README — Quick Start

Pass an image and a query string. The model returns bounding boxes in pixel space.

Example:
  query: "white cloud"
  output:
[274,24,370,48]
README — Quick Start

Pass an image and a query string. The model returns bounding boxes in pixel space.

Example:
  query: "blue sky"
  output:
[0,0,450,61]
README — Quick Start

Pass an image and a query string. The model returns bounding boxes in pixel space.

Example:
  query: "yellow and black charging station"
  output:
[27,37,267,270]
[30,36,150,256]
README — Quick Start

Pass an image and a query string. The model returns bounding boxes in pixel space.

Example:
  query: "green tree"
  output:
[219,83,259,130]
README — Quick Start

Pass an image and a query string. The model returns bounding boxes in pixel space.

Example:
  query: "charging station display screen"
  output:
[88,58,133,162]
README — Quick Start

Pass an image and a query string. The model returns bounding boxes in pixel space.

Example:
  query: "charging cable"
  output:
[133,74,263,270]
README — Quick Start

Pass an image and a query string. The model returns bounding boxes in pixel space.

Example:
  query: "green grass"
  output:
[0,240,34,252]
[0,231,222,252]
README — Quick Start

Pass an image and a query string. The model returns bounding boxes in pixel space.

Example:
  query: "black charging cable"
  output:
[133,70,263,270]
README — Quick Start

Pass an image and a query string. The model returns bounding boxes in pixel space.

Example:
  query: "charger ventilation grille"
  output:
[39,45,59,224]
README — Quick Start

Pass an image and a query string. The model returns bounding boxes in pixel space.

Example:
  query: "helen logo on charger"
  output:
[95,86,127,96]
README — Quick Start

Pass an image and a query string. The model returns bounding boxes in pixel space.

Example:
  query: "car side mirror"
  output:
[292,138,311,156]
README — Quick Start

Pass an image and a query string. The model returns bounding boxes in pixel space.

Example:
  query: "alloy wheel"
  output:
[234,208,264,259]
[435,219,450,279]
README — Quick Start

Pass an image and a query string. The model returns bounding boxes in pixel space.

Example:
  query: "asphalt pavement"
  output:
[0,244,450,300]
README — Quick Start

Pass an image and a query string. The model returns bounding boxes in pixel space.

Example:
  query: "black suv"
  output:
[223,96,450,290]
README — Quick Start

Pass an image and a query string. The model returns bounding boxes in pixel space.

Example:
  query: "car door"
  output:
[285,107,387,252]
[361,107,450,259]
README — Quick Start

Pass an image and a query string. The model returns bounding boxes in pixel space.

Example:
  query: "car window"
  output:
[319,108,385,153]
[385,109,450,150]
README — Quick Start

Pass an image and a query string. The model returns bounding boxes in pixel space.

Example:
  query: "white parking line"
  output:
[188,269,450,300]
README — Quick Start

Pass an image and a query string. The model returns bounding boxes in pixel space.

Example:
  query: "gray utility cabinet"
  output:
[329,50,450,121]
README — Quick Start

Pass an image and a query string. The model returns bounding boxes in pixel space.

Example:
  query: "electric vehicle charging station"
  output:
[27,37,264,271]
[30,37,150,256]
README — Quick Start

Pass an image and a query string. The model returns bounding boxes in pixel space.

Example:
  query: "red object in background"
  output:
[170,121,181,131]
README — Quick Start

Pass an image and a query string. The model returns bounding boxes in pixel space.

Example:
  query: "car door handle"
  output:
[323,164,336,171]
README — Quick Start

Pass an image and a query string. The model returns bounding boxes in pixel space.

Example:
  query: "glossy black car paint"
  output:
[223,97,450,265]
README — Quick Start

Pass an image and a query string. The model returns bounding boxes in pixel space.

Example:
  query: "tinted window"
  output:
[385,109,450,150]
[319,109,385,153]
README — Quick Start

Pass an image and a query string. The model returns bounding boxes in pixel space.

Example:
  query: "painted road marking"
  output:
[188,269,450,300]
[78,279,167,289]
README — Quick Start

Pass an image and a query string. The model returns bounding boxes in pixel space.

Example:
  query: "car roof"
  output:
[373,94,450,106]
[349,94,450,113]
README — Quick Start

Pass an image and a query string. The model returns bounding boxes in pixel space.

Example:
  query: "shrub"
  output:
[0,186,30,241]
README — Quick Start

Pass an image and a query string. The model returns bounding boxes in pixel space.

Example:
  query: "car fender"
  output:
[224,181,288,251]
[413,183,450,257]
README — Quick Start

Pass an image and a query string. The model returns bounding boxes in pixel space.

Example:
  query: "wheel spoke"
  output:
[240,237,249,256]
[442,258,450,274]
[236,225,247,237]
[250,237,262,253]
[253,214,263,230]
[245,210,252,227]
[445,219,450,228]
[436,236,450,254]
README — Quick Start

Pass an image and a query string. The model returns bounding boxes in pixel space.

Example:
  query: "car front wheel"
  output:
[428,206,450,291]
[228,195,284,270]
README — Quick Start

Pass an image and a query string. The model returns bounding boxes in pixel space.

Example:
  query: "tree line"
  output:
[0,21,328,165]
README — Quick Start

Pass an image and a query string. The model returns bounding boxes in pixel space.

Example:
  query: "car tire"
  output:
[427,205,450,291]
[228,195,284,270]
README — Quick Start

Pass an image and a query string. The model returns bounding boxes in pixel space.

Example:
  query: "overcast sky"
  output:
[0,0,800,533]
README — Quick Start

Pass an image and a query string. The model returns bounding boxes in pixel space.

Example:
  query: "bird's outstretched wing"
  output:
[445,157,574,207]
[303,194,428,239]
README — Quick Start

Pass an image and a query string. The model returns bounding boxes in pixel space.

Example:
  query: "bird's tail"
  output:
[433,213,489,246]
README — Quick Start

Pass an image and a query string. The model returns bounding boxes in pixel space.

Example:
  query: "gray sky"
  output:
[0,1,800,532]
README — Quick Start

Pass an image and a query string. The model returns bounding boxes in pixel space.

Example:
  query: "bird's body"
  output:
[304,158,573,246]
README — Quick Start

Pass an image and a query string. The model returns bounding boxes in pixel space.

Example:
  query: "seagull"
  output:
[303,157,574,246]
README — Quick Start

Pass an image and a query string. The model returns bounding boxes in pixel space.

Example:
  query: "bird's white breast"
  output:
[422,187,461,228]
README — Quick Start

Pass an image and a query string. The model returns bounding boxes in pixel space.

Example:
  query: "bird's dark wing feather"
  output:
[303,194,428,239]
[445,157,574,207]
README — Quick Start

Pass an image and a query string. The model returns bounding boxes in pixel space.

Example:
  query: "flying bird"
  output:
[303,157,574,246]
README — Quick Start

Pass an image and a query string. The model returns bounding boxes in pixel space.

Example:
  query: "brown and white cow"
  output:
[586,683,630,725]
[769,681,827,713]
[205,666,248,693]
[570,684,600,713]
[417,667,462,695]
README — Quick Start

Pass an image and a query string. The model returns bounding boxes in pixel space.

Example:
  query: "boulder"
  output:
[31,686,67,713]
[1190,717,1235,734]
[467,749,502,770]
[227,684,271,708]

--------------------

▶ [Aim of the exercise] Tally the lines in the data above that contain the string "charging", treating uppercase and lowercase as different. Reply with the number alone.

▶ [Written answer] 5